* Data section *
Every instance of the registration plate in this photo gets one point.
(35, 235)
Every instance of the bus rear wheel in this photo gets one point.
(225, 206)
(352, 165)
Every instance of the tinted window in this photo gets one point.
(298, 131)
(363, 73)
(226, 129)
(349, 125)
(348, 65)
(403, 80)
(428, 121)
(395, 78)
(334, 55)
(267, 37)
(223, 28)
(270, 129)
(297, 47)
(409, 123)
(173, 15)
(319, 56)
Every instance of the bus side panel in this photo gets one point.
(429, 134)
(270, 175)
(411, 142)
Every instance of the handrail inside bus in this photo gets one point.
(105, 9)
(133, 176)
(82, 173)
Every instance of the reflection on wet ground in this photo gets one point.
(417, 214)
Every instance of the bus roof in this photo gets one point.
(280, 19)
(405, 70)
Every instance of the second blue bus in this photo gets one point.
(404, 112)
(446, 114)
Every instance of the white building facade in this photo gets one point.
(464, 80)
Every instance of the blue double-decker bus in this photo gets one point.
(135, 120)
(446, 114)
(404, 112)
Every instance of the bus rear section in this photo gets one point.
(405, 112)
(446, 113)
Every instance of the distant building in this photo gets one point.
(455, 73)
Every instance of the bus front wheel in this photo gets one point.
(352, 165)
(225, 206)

* Task brief *
Please render all of the records above as a numbered list, leaving out any blank lines.

* Worked solution *
1. Every instance of the registration plate in this photo gets one point.
2. (35, 235)
3. Every instance of the bus rear wheel in this photo gets one point.
4. (225, 206)
5. (352, 165)
6. Every instance of the tinted window in this photo gets one point.
7. (298, 131)
8. (363, 73)
9. (226, 129)
10. (349, 125)
11. (348, 65)
12. (403, 80)
13. (428, 121)
14. (395, 78)
15. (334, 55)
16. (267, 37)
17. (223, 28)
18. (270, 129)
19. (297, 47)
20. (409, 123)
21. (173, 15)
22. (319, 56)
23. Every instance of the bus side panel in this photo gets one point.
24. (429, 134)
25. (270, 175)
26. (411, 142)
27. Every instance of the handrail inside bus in this photo gets one point.
28. (105, 9)
29. (133, 176)
30. (82, 173)
31. Every instance of the reflection on wet ground in this photo gets one point.
32. (417, 214)
33. Every instance of the bus roof in this photo gets one point.
34. (280, 19)
35. (405, 70)
36. Every instance of the second blue bus in this photo gets one point.
37. (404, 112)
38. (446, 114)
39. Every instance of the white building facade in this photo gets one point.
40. (464, 80)
41. Every instance of the blue double-decker bus in this photo gets one point.
42. (135, 120)
43. (446, 114)
44. (404, 112)
45. Every instance of the bus rear section in this photo gets one point.
46. (405, 112)
47. (446, 113)
48. Every instance of the distant building in this photo gets one point.
49. (455, 73)
50. Every instance of the bus front wheel in this photo gets one point.
51. (352, 165)
52. (225, 206)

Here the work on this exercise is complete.